#### [Problem description]
Locate every line in the items below that contains the word "spire" and copy each of those lines out in full.

——

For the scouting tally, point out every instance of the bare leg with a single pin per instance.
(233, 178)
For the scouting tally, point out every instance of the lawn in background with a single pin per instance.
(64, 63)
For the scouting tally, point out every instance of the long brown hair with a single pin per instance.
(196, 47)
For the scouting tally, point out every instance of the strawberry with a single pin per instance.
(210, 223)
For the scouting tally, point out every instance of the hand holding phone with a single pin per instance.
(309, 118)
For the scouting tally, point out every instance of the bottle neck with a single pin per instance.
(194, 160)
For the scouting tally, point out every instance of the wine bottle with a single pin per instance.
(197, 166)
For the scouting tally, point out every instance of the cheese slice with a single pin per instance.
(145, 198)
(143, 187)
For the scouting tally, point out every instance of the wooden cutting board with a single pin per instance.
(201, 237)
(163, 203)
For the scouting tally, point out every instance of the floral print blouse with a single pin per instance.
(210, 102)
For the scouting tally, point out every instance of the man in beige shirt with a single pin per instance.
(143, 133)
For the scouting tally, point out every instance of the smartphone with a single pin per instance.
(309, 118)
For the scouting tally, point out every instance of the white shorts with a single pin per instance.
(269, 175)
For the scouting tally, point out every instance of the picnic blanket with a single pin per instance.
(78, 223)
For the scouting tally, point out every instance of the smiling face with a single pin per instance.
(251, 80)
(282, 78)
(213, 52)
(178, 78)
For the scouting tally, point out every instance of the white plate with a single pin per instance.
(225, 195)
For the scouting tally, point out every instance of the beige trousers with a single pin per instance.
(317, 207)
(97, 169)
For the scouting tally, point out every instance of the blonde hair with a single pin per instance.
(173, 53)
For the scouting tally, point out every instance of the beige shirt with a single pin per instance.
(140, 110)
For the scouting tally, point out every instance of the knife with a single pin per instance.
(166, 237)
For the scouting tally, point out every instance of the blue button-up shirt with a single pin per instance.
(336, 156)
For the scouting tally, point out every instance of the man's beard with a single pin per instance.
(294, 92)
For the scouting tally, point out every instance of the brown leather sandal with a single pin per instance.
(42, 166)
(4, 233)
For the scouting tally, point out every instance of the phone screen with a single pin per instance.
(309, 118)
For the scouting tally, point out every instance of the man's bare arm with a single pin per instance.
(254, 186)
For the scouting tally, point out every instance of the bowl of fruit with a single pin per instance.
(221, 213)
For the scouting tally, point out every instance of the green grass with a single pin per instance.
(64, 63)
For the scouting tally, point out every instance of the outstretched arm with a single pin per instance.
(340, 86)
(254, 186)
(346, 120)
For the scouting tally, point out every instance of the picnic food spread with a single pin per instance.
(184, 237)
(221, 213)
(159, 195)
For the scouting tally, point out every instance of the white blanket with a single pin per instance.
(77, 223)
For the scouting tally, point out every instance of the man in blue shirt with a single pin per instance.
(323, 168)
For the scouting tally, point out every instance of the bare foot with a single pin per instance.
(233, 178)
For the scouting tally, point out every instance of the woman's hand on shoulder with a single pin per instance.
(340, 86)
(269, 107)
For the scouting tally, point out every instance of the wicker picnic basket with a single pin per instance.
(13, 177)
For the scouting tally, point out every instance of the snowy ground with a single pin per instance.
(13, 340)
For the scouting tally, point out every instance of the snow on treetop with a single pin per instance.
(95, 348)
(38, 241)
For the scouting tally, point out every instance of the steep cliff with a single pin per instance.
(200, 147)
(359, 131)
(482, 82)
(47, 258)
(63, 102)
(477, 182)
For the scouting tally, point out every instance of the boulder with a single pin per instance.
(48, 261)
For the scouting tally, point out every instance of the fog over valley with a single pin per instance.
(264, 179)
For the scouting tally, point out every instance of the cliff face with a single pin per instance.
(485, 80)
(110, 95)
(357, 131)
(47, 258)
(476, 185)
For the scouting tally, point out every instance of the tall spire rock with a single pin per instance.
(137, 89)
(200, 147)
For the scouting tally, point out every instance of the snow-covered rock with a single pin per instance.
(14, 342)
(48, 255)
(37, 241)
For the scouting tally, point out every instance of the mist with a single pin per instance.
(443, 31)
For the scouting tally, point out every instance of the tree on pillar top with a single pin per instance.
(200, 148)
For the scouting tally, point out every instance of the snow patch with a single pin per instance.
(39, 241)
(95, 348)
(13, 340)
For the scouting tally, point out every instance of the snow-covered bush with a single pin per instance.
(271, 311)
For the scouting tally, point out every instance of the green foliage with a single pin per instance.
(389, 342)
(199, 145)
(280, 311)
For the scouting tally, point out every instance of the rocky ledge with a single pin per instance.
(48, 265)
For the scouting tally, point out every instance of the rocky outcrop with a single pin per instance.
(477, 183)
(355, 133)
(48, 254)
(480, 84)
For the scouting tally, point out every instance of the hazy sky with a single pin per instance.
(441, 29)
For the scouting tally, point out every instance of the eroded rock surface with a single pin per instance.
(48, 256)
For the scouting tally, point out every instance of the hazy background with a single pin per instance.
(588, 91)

——

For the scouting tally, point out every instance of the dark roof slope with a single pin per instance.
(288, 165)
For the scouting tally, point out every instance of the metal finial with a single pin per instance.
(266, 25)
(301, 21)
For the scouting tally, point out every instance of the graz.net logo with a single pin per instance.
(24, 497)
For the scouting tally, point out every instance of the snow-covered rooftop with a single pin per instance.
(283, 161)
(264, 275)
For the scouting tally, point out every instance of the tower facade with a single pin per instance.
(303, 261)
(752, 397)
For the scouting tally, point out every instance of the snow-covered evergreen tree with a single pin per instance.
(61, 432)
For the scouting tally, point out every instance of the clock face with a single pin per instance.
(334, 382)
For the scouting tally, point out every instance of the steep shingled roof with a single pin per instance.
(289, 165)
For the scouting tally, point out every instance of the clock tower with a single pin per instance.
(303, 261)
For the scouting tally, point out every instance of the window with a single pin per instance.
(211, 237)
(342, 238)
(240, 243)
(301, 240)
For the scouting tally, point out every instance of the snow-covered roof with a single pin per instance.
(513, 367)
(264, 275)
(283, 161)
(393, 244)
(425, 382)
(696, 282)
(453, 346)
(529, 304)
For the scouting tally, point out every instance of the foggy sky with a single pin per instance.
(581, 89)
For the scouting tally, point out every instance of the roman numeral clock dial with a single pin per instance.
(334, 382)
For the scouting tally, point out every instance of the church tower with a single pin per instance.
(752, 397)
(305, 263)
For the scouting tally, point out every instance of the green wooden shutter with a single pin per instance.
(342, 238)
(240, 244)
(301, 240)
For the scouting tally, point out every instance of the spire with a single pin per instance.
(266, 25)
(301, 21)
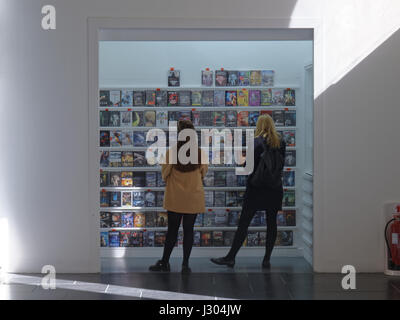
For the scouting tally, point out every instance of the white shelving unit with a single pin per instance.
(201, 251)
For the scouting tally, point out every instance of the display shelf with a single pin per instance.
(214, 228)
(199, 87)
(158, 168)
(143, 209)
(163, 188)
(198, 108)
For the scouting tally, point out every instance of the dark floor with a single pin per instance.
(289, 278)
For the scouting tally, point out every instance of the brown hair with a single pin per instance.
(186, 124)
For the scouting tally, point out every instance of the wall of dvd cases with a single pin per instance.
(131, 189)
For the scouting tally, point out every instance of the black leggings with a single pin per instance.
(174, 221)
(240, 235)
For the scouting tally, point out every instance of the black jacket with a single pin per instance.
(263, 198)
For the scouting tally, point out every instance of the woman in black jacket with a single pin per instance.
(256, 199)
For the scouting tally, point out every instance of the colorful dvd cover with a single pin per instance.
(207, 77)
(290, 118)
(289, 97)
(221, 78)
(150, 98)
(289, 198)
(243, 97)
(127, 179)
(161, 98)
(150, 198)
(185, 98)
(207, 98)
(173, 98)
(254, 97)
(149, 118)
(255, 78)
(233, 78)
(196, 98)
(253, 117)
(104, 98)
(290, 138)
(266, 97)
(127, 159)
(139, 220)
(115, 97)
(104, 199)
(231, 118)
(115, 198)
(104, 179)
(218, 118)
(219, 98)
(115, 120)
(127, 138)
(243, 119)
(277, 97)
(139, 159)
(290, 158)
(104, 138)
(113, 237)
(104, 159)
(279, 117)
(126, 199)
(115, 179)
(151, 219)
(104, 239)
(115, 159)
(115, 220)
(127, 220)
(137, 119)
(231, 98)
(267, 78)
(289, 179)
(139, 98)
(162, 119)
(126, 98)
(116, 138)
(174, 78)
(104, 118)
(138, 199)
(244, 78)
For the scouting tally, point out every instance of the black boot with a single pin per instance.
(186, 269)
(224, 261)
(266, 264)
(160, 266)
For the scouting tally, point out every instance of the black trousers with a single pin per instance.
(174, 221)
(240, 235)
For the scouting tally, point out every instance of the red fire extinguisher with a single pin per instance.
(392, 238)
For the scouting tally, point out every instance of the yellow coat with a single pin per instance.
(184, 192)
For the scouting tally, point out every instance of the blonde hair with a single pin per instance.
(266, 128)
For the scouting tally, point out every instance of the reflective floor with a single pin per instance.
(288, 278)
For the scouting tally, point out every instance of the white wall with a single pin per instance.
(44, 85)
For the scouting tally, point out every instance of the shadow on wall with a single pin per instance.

——

#### [Answer to the exercise]
For the scouting tally, point out every instance of the tall spire rock with a single pin per instance.
For the scouting tally, point out every instance of the spire with a single pin per instance.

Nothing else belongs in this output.